→ **Directions**
In the listing below, pick out every line that contains the string "person" and copy each of those lines.

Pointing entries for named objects
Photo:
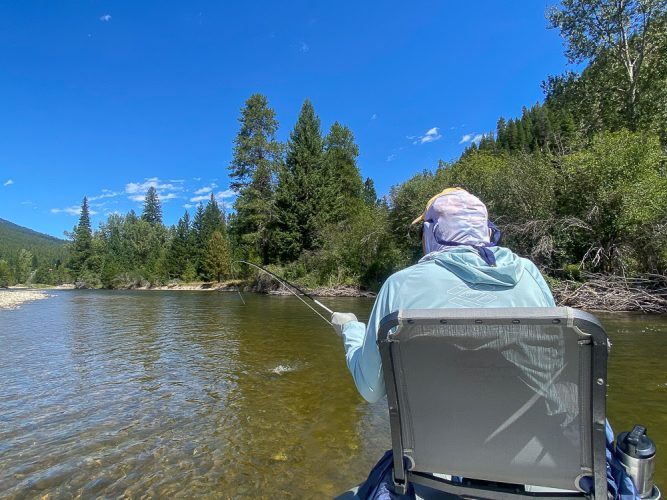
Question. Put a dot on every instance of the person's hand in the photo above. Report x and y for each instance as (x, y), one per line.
(338, 320)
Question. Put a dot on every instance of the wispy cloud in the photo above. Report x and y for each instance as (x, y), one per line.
(73, 210)
(228, 193)
(431, 135)
(206, 189)
(471, 137)
(106, 193)
(220, 195)
(136, 191)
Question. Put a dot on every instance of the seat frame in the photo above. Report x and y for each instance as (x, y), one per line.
(388, 338)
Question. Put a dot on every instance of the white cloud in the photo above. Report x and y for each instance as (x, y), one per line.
(206, 189)
(165, 190)
(228, 193)
(106, 193)
(431, 135)
(471, 137)
(197, 199)
(220, 195)
(73, 210)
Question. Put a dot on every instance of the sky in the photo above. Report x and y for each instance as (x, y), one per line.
(105, 98)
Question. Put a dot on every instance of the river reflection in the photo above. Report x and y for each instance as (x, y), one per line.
(196, 394)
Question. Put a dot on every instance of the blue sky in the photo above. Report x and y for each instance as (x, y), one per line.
(105, 98)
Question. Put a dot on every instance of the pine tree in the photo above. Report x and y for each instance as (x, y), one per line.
(24, 266)
(370, 196)
(213, 219)
(253, 170)
(199, 238)
(527, 122)
(218, 260)
(82, 244)
(5, 274)
(298, 195)
(179, 254)
(152, 210)
(501, 134)
(342, 188)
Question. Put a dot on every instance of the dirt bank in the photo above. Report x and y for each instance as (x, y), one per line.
(11, 299)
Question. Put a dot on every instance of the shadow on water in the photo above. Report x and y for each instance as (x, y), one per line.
(196, 394)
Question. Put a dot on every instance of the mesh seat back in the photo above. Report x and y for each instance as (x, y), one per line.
(493, 394)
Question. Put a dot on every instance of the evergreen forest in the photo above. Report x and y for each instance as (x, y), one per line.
(577, 183)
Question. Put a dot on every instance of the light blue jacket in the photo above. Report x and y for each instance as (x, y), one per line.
(457, 277)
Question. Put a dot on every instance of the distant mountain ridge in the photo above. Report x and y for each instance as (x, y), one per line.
(14, 237)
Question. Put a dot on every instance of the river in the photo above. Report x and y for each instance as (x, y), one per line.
(188, 394)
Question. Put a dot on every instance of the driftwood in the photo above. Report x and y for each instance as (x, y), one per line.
(325, 291)
(646, 293)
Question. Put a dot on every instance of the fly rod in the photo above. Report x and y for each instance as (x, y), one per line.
(290, 288)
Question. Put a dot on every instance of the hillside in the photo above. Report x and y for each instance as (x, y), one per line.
(14, 237)
(27, 256)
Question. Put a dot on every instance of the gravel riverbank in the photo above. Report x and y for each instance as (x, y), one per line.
(11, 299)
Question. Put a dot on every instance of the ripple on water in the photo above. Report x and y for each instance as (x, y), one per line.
(140, 394)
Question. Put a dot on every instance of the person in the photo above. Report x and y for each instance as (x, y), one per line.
(462, 266)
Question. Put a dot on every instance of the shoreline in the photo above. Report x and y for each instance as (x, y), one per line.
(14, 298)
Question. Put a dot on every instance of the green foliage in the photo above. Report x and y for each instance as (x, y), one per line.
(253, 170)
(625, 44)
(24, 266)
(152, 212)
(218, 257)
(299, 200)
(618, 187)
(45, 250)
(6, 278)
(82, 240)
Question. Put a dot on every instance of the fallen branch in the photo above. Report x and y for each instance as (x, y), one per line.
(646, 293)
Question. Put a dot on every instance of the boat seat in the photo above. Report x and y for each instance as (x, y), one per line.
(499, 397)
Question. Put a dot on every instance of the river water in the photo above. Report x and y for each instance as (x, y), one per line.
(182, 394)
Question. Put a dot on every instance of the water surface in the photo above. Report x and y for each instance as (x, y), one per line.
(196, 394)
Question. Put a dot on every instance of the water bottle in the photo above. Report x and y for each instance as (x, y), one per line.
(636, 452)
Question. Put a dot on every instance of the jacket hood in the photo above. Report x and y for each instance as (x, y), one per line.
(466, 264)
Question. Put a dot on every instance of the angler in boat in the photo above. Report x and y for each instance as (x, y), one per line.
(485, 377)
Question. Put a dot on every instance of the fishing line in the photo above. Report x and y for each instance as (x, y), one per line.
(289, 287)
(238, 288)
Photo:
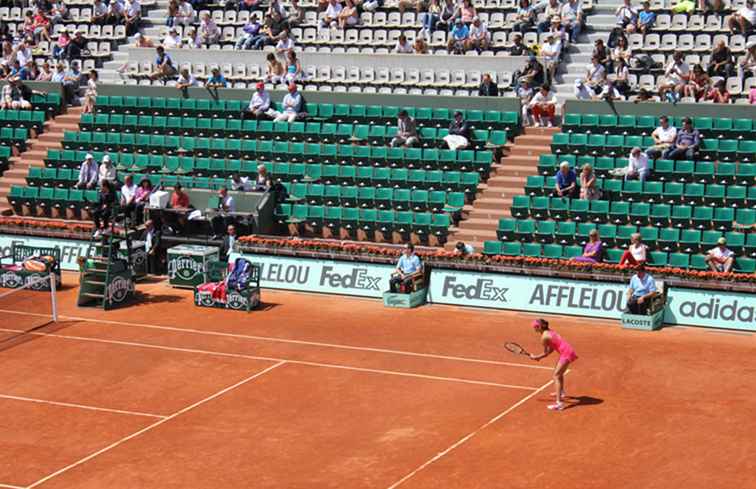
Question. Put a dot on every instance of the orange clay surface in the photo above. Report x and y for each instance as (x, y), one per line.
(329, 392)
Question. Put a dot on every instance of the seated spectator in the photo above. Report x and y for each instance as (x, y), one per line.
(642, 290)
(480, 38)
(698, 84)
(743, 20)
(588, 190)
(163, 66)
(646, 19)
(88, 173)
(686, 143)
(721, 61)
(331, 18)
(636, 253)
(719, 94)
(720, 258)
(403, 46)
(103, 209)
(458, 38)
(488, 87)
(274, 70)
(260, 103)
(292, 105)
(186, 80)
(543, 107)
(676, 75)
(664, 138)
(408, 268)
(459, 132)
(593, 250)
(251, 32)
(637, 165)
(406, 131)
(626, 16)
(566, 182)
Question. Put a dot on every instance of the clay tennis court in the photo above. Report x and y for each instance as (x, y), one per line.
(315, 391)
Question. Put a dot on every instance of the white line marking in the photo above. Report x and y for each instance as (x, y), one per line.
(79, 406)
(291, 341)
(470, 435)
(274, 359)
(154, 425)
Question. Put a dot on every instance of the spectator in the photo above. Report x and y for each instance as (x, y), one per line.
(480, 38)
(593, 250)
(664, 137)
(686, 143)
(743, 20)
(488, 87)
(186, 80)
(91, 93)
(572, 18)
(676, 75)
(406, 131)
(721, 61)
(720, 258)
(459, 132)
(626, 16)
(163, 67)
(698, 84)
(525, 94)
(637, 165)
(348, 15)
(551, 51)
(292, 105)
(251, 32)
(274, 69)
(458, 38)
(588, 190)
(332, 14)
(172, 40)
(260, 103)
(185, 14)
(403, 46)
(646, 19)
(103, 209)
(408, 268)
(525, 17)
(642, 290)
(543, 107)
(88, 173)
(566, 182)
(636, 253)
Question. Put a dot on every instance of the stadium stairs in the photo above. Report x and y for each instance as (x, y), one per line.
(36, 153)
(507, 180)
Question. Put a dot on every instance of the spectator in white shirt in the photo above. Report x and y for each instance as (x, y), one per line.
(543, 107)
(637, 165)
(260, 103)
(664, 138)
(88, 173)
(720, 258)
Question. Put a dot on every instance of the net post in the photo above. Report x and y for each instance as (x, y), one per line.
(53, 289)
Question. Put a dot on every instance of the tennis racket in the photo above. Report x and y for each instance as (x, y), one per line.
(516, 349)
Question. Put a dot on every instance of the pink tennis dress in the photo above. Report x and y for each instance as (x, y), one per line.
(566, 352)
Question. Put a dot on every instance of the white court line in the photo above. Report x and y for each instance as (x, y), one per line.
(274, 359)
(154, 425)
(290, 341)
(470, 435)
(79, 406)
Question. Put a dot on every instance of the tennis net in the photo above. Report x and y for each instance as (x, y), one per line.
(27, 308)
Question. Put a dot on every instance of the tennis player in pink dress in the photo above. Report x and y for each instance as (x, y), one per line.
(553, 342)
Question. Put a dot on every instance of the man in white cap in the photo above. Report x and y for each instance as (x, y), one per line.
(88, 173)
(107, 170)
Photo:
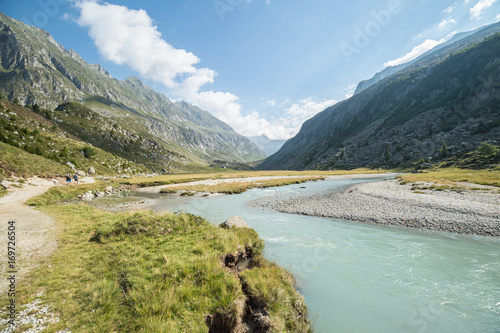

→ **Answer to the exercise**
Question. Put a dot on every instance of the person's hand in the photo above. Report x and y for each instance as (x, y), one per line.
Question. Put a dot on every instance of the person in the photo above. Report x and y for each instance as (x, y), one per line.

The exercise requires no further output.